**Exercise task**
Without the pictures, give the entries below again exactly as written.

**Available data**
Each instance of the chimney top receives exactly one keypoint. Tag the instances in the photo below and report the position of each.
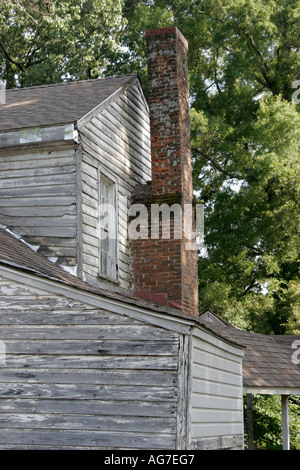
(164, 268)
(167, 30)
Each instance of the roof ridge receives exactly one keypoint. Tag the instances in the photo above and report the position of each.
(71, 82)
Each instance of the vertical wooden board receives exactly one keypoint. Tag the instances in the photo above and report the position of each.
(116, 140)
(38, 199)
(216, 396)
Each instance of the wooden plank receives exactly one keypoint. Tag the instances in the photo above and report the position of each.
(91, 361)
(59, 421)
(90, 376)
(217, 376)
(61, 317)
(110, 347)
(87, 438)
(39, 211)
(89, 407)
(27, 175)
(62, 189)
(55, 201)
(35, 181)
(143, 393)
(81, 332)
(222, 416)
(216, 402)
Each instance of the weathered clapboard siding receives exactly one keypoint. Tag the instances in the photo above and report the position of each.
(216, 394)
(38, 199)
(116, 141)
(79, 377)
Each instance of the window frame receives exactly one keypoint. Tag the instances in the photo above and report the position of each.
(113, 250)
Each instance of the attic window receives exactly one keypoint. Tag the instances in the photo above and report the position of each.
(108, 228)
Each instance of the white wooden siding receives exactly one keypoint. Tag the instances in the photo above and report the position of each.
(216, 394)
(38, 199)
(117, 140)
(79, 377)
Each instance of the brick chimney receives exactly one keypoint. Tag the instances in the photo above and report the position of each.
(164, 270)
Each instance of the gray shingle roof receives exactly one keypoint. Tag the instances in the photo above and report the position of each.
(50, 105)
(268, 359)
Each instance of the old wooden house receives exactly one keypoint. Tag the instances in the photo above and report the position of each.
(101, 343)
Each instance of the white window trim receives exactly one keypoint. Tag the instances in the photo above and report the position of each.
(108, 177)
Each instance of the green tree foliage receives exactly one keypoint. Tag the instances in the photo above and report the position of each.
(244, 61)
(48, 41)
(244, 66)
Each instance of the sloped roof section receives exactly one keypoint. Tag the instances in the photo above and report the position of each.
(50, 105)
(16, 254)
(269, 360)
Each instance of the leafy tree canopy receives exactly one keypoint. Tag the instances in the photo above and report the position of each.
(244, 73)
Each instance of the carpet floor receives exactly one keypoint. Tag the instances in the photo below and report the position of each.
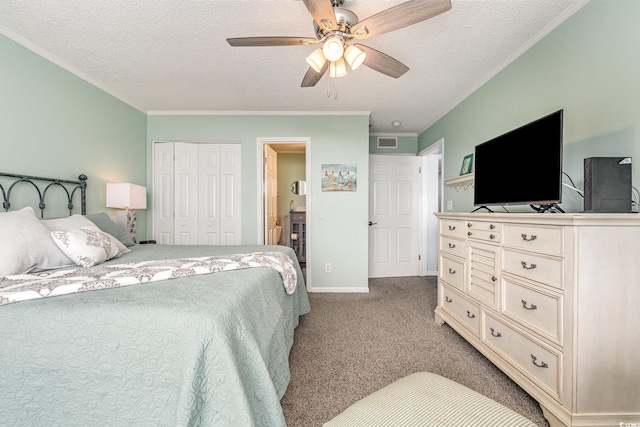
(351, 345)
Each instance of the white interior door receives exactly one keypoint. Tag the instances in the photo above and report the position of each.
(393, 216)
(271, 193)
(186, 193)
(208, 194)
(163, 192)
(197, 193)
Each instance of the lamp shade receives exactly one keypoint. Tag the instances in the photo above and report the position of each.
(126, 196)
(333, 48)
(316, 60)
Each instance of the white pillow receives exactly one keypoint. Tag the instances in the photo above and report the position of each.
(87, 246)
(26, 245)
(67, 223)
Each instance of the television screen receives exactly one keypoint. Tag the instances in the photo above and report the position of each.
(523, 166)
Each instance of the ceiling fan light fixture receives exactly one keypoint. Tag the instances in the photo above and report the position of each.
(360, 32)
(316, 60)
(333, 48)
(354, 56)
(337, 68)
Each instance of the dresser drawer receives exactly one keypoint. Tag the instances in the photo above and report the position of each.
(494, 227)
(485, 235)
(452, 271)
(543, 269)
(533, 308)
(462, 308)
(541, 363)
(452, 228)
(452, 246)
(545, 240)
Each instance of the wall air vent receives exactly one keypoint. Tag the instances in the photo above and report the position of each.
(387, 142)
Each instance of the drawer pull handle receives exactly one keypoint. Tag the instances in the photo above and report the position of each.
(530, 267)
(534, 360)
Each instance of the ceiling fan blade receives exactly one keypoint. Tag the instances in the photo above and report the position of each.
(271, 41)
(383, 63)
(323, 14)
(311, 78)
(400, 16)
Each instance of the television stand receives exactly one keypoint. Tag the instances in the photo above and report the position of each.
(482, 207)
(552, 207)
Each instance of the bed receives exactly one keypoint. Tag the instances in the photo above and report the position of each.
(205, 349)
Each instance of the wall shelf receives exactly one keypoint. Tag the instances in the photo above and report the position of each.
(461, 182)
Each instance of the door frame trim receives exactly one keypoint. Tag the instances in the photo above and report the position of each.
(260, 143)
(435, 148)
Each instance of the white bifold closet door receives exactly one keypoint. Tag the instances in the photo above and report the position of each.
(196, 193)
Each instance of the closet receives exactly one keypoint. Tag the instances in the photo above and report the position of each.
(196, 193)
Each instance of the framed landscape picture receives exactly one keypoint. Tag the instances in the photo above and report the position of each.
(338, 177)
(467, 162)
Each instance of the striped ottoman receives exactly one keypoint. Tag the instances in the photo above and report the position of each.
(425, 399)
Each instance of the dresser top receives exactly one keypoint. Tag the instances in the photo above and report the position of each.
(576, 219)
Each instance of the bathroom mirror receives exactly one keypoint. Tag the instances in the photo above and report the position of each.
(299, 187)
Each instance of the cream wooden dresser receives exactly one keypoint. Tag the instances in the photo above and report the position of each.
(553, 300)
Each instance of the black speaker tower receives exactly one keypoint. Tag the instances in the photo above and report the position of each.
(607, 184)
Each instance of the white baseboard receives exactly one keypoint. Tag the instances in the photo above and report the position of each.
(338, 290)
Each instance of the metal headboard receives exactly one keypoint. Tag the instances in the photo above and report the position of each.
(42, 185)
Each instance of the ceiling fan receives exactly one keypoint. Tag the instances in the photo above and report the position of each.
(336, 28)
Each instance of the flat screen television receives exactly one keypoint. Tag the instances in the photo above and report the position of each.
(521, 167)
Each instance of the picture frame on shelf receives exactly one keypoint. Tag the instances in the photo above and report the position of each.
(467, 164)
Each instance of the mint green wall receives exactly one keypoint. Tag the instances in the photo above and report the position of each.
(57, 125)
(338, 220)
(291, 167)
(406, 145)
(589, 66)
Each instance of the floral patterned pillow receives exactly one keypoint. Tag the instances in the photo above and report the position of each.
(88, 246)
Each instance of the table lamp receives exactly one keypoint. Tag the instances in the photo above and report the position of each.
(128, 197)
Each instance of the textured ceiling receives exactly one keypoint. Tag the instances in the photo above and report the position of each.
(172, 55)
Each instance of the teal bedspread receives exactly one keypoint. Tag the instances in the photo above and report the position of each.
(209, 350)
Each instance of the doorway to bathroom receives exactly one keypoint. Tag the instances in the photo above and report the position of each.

**Problem solution**
Each instance of the chimney top receives exactly one keypoint. Tag the instances in the photo below and report the position of each.
(164, 268)
(167, 30)
Each instance of the roof ridge receives exactly one keypoint. Tag the instances in the photo above and report the position of each.
(71, 82)
Each instance of the vertical wooden board receives exactly one keypoint. Tag the instances in the photo above and report the position of each.
(116, 140)
(38, 199)
(216, 396)
Each instance of the wooden plank receives exactly one keypoint. Tag the instances in the photo above and report the position of each.
(91, 361)
(59, 421)
(90, 376)
(217, 376)
(61, 317)
(110, 347)
(87, 438)
(39, 211)
(89, 407)
(27, 175)
(62, 189)
(55, 201)
(35, 181)
(143, 393)
(81, 332)
(222, 416)
(216, 402)
Each instance of the weathered clapboard siding receives exactly one keypoint. Tag the instances in the photo above and report the position of each.
(216, 394)
(38, 199)
(116, 141)
(79, 377)
Each instance of the window frame receives exactly one keypoint. Tag the instances in the photo above and report the position of each.
(113, 250)
Each instance of the attic window receives exactly one keypoint. Tag the instances in the photo above and report the position of each.
(108, 228)
Each instance of the white wooden siding receives exactly one keypoint. Tag the instances in the photo above and report the position of each.
(216, 394)
(38, 199)
(117, 140)
(79, 377)
Each instance of the brick chimney receives exactly one keypoint. Tag the instances in the photo above and report the position of each.
(164, 270)
Each instance of the gray shingle roof receives exactly one keypoint. Tag the instances in the photo above and report the position of each.
(50, 105)
(268, 359)
Each instance of the old wooden house receives exactly one keypoint. Tag the instances in the photo above and report the position of each.
(101, 343)
Each instance of the white window trim receives exactly one keypoint. Tag the instances in the photo above and report the position of each.
(108, 177)
Each instance of the green tree foliage receives exactly one keypoint. Tag the instances in the photo above and report the position of each.
(244, 61)
(48, 41)
(244, 66)
Each instance of the sloped roof section receives exactly one keypoint. Tag the instances in the photo above and report the position of each.
(50, 105)
(16, 254)
(269, 360)
Each instance of the leafy tree canopy receives exactly one keypoint. Tag the instances in the photo above and report the position of each.
(244, 73)
Each instance of the carpet floor receives exactly one keypoint. Tag the instances in the photo below and report the position of each.
(351, 345)
Each instance of the white interior door receives exactly one keypoint. Tag the instances in the photo above and report the position of each.
(393, 216)
(271, 193)
(186, 193)
(208, 194)
(163, 192)
(197, 193)
Each instance of the lamp shade receives exactly one keypoint. Tag the instances in the photo above and report the position of each.
(126, 196)
(333, 48)
(316, 60)
Each instance of the white pillow receives exactly one keypoint. Tag the instances in the photo above and report the position of each.
(87, 246)
(26, 245)
(67, 223)
Each instance of the television screen receives exactly one keypoint. Tag the instances in the photo above and report the position of each.
(523, 166)
Each instance of the ceiling fan light fixture receives exactly one keypoint. Tag the instances in the photo above and report the position of each.
(360, 32)
(316, 60)
(333, 48)
(354, 56)
(337, 68)
Each instance of the dresser drawer receives exactly one keypoint. Tag the instances in the photo above and report the position of each.
(494, 227)
(485, 235)
(452, 271)
(543, 269)
(533, 308)
(462, 308)
(541, 363)
(452, 228)
(452, 246)
(545, 240)
Each instance of the wall air vent receives exactly one keypoint. Tag the instances in the photo above and report the position of each.
(387, 142)
Each instance of the drawer pull handle receives exactly one keypoint. Tag the instances in the photo above and report the position of each.
(530, 267)
(534, 360)
Each instance of the ceiling fan blade receives exactly one keypoint. Tag the instances in the photo above and report the position of each.
(271, 41)
(383, 63)
(323, 14)
(311, 78)
(400, 16)
Each instance of the television stand receives exactly one keypoint. Tag the instances in the photo above and report the position of each.
(482, 207)
(552, 207)
Each instance of the bed receives exactly one keypoint. Tag the instances in the photo above and report the position of each.
(205, 349)
Each instance of the wall shelf receives exactly one keypoint. Tag the instances in the photo above and report the position of each.
(461, 182)
Each instance of the door frame trim receives exactly one keypoint. Tag the instances in the photo above and report the position of each.
(260, 143)
(435, 148)
Each instance of the white bifold closet door receives exactly one keypoint. Tag the instances in the photo above and report the position of each.
(196, 193)
Each instance of the closet receives exactly one keypoint. Tag the instances in the photo above and report the position of each.
(196, 193)
Each instance of the framed landscape picture receives exactly one keypoint. Tag the instances in the photo above and report the position of each.
(338, 177)
(467, 162)
Each instance of the striped ottoman receives exactly one keypoint. Tag the instances in the photo above and report the position of each.
(425, 399)
Each instance of the dresser top receives exactly one keypoint. Tag the instances in the photo above and report the position of each.
(576, 219)
Each instance of the bathroom mirror receives exactly one keypoint. Tag the instances in the photo above and report the position of each.
(299, 187)
Each instance of the cream wooden dresser receives exactly one keypoint. Tag the instances in the photo above and report the position of each.
(553, 300)
Each instance of the black speaker tower receives exactly one keypoint. Tag the instances in the photo above and report the position of each.
(607, 184)
Each instance of the white baseboard receives exactly one keypoint. Tag the instances in the photo above and report the position of each.
(338, 290)
Each instance of the metal headboard receives exactly one keypoint. Tag the instances in the photo above and report the position of each.
(42, 185)
Each instance of the ceiling fan receives exactly one keypoint. Tag the instances in the photo above and report the position of each.
(336, 28)
Each instance of the flat screen television receives exactly one keypoint. Tag the instances in the photo above and report the position of each.
(521, 167)
Each instance of the picture frame on shelf receives exactly one keypoint. Tag the instances in the photo above and report the position of each.
(467, 164)
Each instance of the mint green wall receives exactly one keypoint. Tag the instances in the photo above and report the position of each.
(57, 125)
(338, 220)
(291, 167)
(406, 145)
(589, 66)
Each instance of the floral patterned pillow receives exactly one keypoint. Tag the instances in the photo above and report the position of each.
(88, 246)
Each instance of the table lamp receives exactly one keypoint. Tag the instances in the photo above and report the position of each.
(128, 197)
Each instance of the textured ceiling receives exactly one keypoint. Tag the instances in the photo above and report the position of each.
(172, 55)
Each instance of the teal bedspread receives exactly one keypoint. Tag the instances in the photo above and report the position of each.
(209, 350)
Each instance of the doorway to bathroom receives exactly one keypoint. Tag the instances in the photo above and report the position of each.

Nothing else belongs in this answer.